Set down exactly the lines that run from the line with "Every instance of the round" to the end of the data, and nothing else.
── MATERIAL SUPPLIED ──
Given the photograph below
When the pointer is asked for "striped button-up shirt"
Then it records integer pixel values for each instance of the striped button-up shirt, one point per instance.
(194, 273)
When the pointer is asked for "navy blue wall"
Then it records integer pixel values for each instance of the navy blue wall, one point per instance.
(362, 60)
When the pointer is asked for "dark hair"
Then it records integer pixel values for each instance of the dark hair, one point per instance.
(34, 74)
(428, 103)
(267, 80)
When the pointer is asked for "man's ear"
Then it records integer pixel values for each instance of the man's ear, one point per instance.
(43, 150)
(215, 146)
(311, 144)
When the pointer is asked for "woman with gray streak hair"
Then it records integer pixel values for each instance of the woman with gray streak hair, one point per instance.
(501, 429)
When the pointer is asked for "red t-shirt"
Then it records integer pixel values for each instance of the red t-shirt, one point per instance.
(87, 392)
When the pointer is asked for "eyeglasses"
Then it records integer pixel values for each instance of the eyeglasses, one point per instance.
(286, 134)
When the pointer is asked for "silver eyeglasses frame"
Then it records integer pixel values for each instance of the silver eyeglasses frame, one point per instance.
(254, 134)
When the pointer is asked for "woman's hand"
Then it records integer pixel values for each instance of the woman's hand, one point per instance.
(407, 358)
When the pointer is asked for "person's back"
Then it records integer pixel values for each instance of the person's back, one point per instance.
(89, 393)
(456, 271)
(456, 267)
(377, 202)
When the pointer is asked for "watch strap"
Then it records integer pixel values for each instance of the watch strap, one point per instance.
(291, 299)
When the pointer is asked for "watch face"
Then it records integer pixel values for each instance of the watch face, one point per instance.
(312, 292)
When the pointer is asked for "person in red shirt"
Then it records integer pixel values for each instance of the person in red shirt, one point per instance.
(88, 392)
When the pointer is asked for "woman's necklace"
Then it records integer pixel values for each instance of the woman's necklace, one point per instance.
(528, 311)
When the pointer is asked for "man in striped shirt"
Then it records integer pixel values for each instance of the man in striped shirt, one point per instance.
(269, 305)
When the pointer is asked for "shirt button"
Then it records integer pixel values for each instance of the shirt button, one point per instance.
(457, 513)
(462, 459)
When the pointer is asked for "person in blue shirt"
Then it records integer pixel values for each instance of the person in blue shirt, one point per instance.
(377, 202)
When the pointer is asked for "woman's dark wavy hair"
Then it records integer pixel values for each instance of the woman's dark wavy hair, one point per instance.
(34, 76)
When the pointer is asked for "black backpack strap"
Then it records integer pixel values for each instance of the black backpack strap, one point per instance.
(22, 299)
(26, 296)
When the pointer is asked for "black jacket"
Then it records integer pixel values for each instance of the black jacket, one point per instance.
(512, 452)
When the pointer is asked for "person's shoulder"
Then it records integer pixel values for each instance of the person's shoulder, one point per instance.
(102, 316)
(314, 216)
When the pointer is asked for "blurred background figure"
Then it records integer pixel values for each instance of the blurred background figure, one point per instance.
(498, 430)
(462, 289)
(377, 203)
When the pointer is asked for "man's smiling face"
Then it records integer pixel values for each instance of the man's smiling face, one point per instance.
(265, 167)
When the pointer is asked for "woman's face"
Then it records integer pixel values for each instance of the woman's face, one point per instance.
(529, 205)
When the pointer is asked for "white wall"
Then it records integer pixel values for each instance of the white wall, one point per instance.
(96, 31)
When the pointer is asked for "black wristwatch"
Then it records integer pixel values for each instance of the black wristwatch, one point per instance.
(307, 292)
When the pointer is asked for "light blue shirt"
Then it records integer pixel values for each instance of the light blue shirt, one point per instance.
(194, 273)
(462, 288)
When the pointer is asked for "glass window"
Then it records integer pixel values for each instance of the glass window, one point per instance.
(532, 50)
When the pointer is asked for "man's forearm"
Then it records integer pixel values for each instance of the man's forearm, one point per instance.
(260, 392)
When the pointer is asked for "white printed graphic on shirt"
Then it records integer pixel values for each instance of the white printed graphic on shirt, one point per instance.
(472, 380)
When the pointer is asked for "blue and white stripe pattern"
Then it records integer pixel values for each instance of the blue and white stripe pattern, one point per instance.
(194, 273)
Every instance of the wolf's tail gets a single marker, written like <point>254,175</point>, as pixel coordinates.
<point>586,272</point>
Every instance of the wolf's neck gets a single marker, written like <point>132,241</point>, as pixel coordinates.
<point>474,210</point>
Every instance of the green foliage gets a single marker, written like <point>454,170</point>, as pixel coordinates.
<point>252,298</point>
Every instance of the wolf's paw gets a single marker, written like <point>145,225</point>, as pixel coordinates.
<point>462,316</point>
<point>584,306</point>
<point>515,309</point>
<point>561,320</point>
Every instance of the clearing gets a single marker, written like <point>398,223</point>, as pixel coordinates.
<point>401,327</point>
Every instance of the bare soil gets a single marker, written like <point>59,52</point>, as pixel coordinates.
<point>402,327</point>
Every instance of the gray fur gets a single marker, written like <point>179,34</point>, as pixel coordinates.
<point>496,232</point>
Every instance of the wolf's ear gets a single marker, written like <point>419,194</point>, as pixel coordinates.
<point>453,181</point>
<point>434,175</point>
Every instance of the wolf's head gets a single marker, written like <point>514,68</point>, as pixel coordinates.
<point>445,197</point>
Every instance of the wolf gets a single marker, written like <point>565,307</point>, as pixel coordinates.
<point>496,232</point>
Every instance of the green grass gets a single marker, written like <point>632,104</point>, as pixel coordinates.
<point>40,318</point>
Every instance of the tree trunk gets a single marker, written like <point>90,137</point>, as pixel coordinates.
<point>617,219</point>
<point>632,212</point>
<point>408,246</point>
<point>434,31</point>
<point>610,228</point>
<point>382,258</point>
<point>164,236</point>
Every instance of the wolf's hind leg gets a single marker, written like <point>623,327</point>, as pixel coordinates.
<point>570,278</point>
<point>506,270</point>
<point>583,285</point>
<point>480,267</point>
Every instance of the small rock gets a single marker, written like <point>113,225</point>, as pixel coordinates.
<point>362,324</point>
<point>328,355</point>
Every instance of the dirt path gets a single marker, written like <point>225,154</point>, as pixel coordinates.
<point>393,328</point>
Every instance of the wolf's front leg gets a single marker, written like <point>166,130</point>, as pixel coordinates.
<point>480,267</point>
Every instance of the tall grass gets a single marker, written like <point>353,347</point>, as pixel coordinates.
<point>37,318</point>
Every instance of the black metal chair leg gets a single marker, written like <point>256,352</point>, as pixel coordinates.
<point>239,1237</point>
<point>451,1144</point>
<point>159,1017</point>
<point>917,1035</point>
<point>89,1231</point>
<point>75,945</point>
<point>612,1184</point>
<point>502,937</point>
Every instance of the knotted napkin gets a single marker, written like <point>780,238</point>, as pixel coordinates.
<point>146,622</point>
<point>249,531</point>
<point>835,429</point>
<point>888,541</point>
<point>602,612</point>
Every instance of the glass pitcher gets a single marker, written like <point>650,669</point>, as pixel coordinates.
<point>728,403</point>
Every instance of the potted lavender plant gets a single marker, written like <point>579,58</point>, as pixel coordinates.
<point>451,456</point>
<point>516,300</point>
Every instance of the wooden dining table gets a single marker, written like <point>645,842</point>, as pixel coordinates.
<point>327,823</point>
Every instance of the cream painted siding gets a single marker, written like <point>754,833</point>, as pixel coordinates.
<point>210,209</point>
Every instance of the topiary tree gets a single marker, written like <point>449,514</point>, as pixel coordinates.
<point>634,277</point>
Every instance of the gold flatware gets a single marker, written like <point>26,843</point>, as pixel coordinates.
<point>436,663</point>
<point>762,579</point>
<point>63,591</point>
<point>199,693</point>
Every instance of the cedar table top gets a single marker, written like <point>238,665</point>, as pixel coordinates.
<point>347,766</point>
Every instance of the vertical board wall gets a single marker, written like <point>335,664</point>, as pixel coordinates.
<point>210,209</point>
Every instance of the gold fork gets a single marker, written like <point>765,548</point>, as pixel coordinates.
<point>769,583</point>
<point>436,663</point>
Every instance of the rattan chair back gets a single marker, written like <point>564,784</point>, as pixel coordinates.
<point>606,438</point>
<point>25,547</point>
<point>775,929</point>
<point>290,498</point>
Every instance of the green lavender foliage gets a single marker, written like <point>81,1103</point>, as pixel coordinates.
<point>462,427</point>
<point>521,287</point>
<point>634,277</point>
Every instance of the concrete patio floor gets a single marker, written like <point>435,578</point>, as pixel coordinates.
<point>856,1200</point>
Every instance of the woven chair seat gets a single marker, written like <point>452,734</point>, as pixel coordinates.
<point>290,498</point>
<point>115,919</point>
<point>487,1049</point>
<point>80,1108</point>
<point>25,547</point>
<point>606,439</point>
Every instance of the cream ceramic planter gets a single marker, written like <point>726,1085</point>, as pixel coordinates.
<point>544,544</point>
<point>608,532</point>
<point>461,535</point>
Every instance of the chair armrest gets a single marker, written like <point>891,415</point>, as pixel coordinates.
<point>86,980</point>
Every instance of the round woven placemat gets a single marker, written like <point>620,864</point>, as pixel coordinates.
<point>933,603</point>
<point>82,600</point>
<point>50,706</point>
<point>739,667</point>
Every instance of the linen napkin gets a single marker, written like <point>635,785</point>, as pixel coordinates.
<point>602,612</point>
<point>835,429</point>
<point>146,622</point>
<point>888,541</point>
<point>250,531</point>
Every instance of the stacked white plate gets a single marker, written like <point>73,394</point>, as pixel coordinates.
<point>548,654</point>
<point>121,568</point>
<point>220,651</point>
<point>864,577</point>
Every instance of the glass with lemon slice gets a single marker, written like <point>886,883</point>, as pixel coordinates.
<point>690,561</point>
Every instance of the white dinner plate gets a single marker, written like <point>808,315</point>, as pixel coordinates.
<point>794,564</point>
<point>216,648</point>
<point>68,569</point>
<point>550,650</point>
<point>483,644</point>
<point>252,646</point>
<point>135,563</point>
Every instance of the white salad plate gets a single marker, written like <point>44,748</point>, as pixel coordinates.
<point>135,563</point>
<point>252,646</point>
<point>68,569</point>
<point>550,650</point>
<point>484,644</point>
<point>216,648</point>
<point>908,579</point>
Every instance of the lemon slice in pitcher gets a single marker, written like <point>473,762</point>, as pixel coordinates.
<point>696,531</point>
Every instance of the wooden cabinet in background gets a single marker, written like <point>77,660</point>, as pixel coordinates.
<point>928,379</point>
───
ANSWER FOR THE TASK:
Every instance of the round woven placemat gets a single marker, written like <point>620,864</point>, as pixel coordinates.
<point>933,603</point>
<point>82,600</point>
<point>50,706</point>
<point>739,667</point>
Every instance of the linen napkin gets a single marker, written like <point>635,785</point>, as pixel coordinates.
<point>602,612</point>
<point>835,429</point>
<point>146,622</point>
<point>888,541</point>
<point>250,531</point>
Every instance of the stacked white plate gets a single marker, written like <point>73,394</point>, as pixel coordinates.
<point>548,654</point>
<point>121,568</point>
<point>220,651</point>
<point>864,577</point>
Every instance of the glass with lemon slice gets a single marker, written like <point>886,883</point>, as pixel coordinates.
<point>690,561</point>
Every instance of the white dinner plate gets a single marker, written like <point>808,315</point>, as pixel coordinates.
<point>794,564</point>
<point>216,648</point>
<point>68,569</point>
<point>550,650</point>
<point>483,644</point>
<point>252,646</point>
<point>135,563</point>
Every instance of the white salad plate gets a single marker, written like <point>44,748</point>, as pixel coordinates.
<point>135,563</point>
<point>252,646</point>
<point>68,569</point>
<point>550,650</point>
<point>484,644</point>
<point>216,648</point>
<point>908,579</point>
Every instance of the lemon slice in pitcher gets a single marker, written like <point>473,762</point>, as pixel coordinates.
<point>696,531</point>
Every instance of the wooden cabinet in background gets a single marker, written like <point>77,660</point>, as pixel coordinates.
<point>928,379</point>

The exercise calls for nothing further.